Given exercise. Give an exact transcription of every line, dropping the images.

(Excerpt from a dataset)
══════
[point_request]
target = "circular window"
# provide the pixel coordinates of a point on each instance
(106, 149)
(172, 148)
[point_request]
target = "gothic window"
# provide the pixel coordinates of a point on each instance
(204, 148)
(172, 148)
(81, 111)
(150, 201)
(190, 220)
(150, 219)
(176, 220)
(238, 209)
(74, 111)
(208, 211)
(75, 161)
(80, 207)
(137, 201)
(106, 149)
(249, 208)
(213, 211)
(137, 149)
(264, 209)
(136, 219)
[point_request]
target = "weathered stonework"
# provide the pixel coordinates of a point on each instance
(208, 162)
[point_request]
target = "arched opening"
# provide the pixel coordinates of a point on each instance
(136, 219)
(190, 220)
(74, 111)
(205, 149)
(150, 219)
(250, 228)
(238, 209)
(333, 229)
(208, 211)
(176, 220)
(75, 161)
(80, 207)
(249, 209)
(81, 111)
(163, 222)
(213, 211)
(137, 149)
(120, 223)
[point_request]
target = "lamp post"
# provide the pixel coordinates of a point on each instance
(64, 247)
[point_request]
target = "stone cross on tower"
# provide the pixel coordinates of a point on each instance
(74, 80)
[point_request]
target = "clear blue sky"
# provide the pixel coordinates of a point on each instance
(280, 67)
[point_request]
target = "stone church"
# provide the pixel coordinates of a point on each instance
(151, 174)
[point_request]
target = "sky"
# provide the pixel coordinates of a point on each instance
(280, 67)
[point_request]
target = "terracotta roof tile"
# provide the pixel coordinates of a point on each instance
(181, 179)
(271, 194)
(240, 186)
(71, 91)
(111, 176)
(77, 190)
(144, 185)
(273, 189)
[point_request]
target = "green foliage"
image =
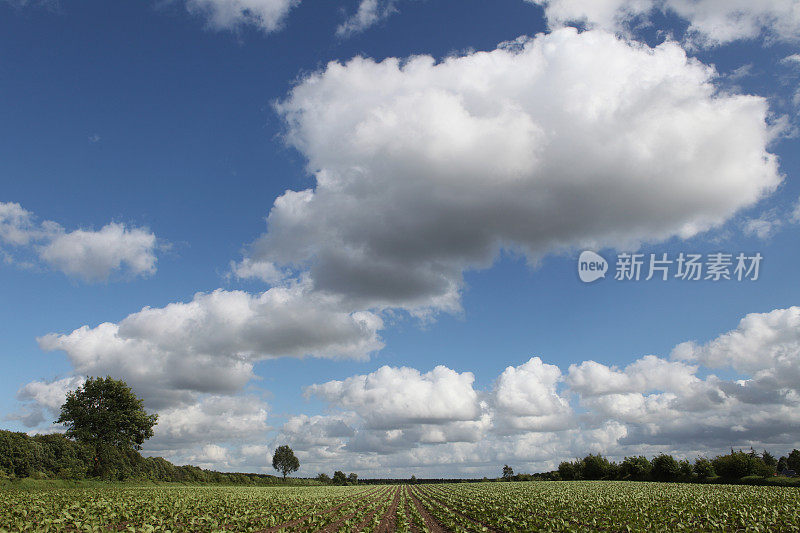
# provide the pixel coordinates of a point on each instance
(56, 457)
(284, 461)
(569, 470)
(594, 467)
(562, 507)
(105, 412)
(635, 468)
(793, 461)
(737, 465)
(703, 468)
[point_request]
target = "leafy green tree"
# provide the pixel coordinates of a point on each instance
(793, 461)
(339, 478)
(569, 470)
(703, 468)
(685, 469)
(665, 468)
(635, 468)
(595, 467)
(105, 412)
(284, 461)
(736, 465)
(769, 459)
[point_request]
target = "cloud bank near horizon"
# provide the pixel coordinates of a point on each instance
(400, 420)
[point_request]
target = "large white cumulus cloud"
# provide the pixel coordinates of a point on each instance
(711, 22)
(425, 169)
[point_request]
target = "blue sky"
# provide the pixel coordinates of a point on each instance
(447, 203)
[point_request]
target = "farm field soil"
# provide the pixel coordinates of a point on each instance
(476, 507)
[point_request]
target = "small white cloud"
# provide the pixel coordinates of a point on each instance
(792, 60)
(369, 13)
(91, 255)
(763, 227)
(796, 210)
(711, 22)
(267, 15)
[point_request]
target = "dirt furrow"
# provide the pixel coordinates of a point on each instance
(433, 525)
(389, 520)
(331, 528)
(292, 523)
(433, 496)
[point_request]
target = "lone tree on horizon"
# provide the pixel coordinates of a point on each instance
(284, 460)
(106, 412)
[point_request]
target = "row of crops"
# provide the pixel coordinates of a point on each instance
(531, 506)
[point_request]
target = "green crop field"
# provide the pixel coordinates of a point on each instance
(528, 506)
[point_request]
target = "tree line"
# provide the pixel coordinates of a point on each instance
(736, 466)
(106, 425)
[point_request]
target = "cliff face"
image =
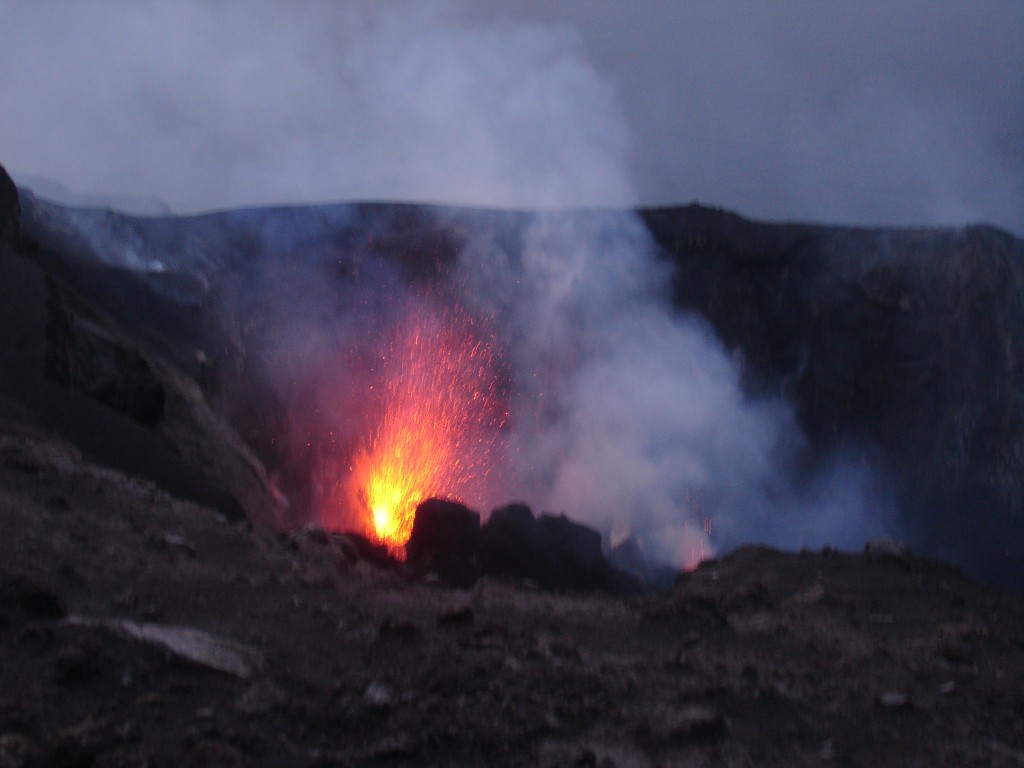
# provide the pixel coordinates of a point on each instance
(909, 342)
(905, 345)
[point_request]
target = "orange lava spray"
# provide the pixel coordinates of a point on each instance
(438, 421)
══════
Full answer.
[point_request]
target = "circular window"
# provide the pixel coordinates of a point on each instance
(106, 149)
(172, 148)
[point_request]
target = "gothic window"
# provide the pixel coordinates of a point on each instance
(204, 148)
(172, 148)
(81, 111)
(150, 201)
(190, 220)
(150, 219)
(176, 220)
(238, 209)
(74, 111)
(208, 211)
(75, 161)
(80, 207)
(137, 201)
(106, 149)
(249, 208)
(213, 211)
(137, 149)
(264, 209)
(136, 219)
[point_request]
target = "weathered stonework"
# provide the pixel coordinates of a point on each instance
(208, 162)
[point_request]
target = "arched opening"
# provide the pixel coordinates of a point on each instance
(136, 219)
(190, 220)
(74, 111)
(205, 149)
(150, 219)
(250, 228)
(238, 209)
(333, 229)
(208, 211)
(176, 220)
(75, 161)
(80, 207)
(249, 209)
(81, 111)
(163, 222)
(213, 211)
(137, 149)
(120, 223)
[point_request]
target = "lamp post"
# provide the pixel coordinates of a point on each instance
(64, 247)
[point_request]
target = "stone cross on tower"
# provide the pixel coordinates of a point on each instance
(74, 80)
[point_request]
target = "clear blue sky"
# provide the pixel coordinates of a point on each instance
(280, 67)
[point_request]
target = "stone church"
# provide the pixel coordinates of a point on each instance
(151, 174)
[point_request]
target = "sky"
# provide the pixel coordinates of a point on each instance
(280, 67)
[point_request]
target = "terracotta roof tile"
# provide the pixel coordinates of a point on each instance
(181, 179)
(271, 194)
(240, 186)
(71, 91)
(111, 176)
(77, 190)
(144, 185)
(273, 189)
[point_request]
target = "green foliage"
image =
# provide the pixel coordinates of a point on each instance
(56, 457)
(284, 461)
(569, 470)
(594, 467)
(562, 507)
(105, 412)
(635, 468)
(793, 461)
(737, 465)
(703, 468)
[point_request]
target = "leafy green tree"
# provide the pixel coordinates of a point on each instance
(793, 461)
(339, 478)
(569, 470)
(703, 468)
(685, 469)
(665, 468)
(635, 468)
(595, 467)
(105, 412)
(284, 461)
(736, 465)
(769, 459)
[point_request]
target = "cloud bank near horizon"
# provide the pixel coordinates of a point on each instance
(400, 420)
[point_request]
target = "large white cumulus cloud"
# provide the pixel coordinates of a point on each instance
(711, 22)
(425, 169)
[point_request]
target = "blue sky"
# provide the pixel coordinates of a point on each instance
(447, 203)
[point_request]
target = "farm field soil"
# provide the pixel coordinates of a point on each instance
(476, 507)
[point_request]
target = "small white cloud"
# provide the pixel coordinates of a point on each instance
(792, 60)
(369, 13)
(91, 255)
(763, 227)
(796, 210)
(711, 22)
(267, 15)
[point_request]
target = "dirt furrow"
# provide the pixel coordinates of a point on each instance
(433, 525)
(389, 520)
(331, 528)
(292, 523)
(433, 496)
[point_request]
target = "lone tree on horizon"
# provide the pixel coordinates of a point on each instance
(284, 460)
(106, 412)
[point_request]
target = "row of crops"
# provide the pixel coordinates of a point on each instance
(531, 506)
[point_request]
target = "green crop field"
# provide the pixel coordinates of a point on each instance
(528, 506)
[point_request]
target = "tree line"
# provide the pixel coordinates of a point on each instance
(736, 466)
(106, 425)
[point_request]
target = "cliff face"
image =
# provide the pixel coordinates of a point on each instance
(909, 342)
(905, 345)
[point_request]
target = "orange lava spray"
# provide the pixel coordinates of a point on each instance
(438, 421)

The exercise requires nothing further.